__Text shown__

Recently a friend shared with me that her adult son, who has been searching for direction - for purpose - for God - had asked her directly one day out of the blue, why she had decided to become a Catholic. He had been thinking about all other religions and what they were all about.
This Mom had been praying for her son passionately each and every day, concerned for his soul, as did St. Monica for her dear son, Augustine. This friend told me that the best way she could answer her son was in the form of a letter. She shared her beautiful sincere words with me privately. I asked her if I could share her letter here at "Embracing Motherhood" to give others inspiration and hope and possibly the idea to pray for this son of hers and all sons and daughters who are out there searching in this big world of choices, mixed messages, and confusion.
Here is this Mom's private letter to her son with names left out, of course:
You asked me about me, so I will just tell my story. I know that you are you different from me, and your story is and will be different. I am going to tell it as "story", or rather as a narrative.
As you know, I started out as a protestant, and at some point in high school I felt I was coming up short, that something was missing. I went seeking. I didn't want to just go from church to church, and see which one I liked from the services and the people. I wanted to know first what they believed. Something made me interested in a Unitarian church in town (maybe a friend at school?). So I did a bit of research and found out they didn't believe in the Trinity, so I said: Forget that one, I believe in the Trinity (though I don't remember it actually being taught to me as such, but I knew it from a song we sang frequently at my childhood church: Praise God from whom all blessings flow...Praise Father, Son and Holy Ghost." ). Well, after looking into that one church, I just drifted along with my church, and didn't really look actively anymore (I'd really looked hard, huh? :) ), but I remained kind of open.
Then one day my best friend told me she had hidden a Green Scapular in my wallet and had been saying the prayer on it for me, which was a little prayer to Mary, and she explained to me about devotion to Mary. When I was a younger kid, my Dad had made disparaging remarks about Catholics being devoted to Mary. Then one day, probably when I was about nine or ten, I was reading my Bible and I came across something interesting. It was Mary speaking to St. Elizabeth, "From henceforth all generations shall call me blessed." I rushed out to show Grandpa that this was in the Bible! So when my girlfriend talked to me many years later about devotion to Mary, it made sense to me that if she is blessed, that we could go to Jesus through her, as well as to Jesus directly. I knew no other religion that honored Mary, and I also liked the idea of having a Mother with me all the time that I could look to for help and guidance.

__Problem statement__
In the text about a mother's letter to her son, what did the letter writer's best friend hide in the writer's wallet?

__Dataset extract__
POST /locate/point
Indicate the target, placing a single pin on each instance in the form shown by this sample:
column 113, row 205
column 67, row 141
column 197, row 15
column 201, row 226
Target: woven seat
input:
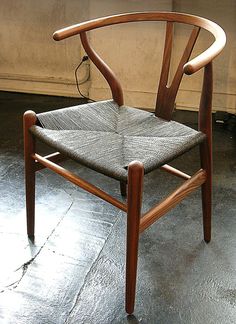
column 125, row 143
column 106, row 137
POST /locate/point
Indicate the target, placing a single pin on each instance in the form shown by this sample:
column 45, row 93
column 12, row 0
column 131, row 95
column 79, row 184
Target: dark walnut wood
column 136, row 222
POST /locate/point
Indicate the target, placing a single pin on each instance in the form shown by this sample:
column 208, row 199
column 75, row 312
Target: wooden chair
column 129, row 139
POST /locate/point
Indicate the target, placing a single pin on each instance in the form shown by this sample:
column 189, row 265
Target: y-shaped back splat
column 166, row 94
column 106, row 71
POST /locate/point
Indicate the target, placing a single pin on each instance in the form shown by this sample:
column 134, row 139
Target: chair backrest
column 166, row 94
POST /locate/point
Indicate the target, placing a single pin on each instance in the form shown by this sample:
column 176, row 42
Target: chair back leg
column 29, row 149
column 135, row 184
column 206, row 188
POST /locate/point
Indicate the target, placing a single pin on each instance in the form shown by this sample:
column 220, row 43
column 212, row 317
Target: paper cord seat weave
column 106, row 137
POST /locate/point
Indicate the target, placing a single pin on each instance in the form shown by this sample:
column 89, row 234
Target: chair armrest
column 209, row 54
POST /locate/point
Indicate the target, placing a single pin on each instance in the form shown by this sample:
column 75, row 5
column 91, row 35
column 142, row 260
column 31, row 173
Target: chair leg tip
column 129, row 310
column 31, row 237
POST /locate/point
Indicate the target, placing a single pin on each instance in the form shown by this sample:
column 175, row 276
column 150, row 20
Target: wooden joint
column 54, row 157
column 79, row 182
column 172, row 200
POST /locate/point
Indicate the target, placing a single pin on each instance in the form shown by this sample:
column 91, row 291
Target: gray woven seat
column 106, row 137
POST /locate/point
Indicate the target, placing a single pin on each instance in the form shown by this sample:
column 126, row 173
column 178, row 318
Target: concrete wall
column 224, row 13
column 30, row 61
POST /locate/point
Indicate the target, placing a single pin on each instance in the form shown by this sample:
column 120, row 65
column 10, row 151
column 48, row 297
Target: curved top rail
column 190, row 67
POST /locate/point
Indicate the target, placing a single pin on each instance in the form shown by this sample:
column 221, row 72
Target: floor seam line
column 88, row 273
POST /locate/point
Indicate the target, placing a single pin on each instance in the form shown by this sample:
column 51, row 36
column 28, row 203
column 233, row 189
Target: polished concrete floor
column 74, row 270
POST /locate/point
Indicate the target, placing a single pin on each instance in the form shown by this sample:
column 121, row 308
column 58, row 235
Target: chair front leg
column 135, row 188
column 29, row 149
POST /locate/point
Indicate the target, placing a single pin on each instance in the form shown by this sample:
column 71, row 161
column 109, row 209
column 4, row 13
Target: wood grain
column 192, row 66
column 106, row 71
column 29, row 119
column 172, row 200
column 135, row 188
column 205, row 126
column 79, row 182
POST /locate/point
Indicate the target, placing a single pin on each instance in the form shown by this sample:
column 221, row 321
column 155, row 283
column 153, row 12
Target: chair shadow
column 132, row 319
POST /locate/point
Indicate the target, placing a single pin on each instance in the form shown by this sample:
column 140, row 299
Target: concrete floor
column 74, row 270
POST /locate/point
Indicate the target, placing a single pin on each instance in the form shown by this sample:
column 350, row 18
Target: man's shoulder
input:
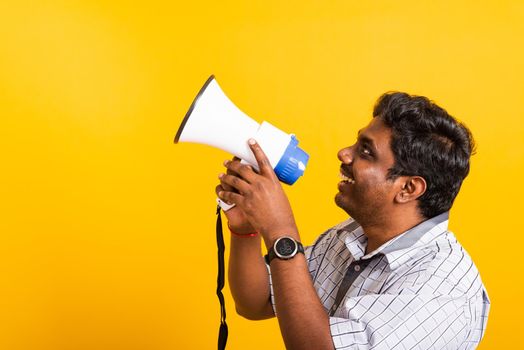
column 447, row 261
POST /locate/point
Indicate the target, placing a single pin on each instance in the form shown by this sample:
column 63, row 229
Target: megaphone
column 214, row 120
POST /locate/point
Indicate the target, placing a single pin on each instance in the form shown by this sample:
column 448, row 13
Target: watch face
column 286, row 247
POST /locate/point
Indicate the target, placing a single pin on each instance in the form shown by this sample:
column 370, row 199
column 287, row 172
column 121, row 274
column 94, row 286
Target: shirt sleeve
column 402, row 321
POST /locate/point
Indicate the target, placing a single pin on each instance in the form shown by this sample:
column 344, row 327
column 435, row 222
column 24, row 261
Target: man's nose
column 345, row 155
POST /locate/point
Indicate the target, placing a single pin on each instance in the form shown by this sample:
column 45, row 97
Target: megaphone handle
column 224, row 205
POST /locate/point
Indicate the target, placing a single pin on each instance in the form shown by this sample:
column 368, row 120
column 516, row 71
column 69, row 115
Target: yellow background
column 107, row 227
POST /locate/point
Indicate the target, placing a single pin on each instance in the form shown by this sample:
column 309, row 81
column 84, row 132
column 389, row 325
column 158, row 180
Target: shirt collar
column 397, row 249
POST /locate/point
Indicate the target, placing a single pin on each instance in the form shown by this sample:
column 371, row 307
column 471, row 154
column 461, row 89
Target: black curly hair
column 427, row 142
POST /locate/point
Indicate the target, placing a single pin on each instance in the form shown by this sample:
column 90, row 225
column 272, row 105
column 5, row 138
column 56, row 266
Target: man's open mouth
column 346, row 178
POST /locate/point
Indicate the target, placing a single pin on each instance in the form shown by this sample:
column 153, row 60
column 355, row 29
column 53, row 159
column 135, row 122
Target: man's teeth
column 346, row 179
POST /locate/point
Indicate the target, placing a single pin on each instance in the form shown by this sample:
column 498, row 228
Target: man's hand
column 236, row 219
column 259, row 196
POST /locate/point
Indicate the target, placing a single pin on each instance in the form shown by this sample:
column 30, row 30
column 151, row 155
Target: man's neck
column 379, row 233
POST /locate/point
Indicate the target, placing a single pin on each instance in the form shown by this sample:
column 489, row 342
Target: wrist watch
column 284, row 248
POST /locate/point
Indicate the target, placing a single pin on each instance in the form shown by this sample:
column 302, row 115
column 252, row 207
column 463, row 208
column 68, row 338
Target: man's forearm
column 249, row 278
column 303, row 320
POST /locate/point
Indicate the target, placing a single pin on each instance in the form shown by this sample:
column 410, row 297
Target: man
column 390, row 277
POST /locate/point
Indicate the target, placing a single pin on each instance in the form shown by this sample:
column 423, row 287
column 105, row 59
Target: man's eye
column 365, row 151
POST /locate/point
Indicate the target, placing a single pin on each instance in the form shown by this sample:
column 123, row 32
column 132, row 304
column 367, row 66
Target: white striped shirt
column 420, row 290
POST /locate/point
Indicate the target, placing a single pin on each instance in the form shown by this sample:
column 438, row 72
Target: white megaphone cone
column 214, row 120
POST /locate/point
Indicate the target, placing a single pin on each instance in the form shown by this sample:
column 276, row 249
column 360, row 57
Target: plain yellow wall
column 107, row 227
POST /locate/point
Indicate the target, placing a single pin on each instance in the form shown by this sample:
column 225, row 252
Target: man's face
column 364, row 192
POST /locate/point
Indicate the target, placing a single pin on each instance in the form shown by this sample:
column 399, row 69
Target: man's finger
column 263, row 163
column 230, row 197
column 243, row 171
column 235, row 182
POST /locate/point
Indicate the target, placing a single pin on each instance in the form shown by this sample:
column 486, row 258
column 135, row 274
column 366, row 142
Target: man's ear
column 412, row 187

__Result of this task__
A Green Scapular.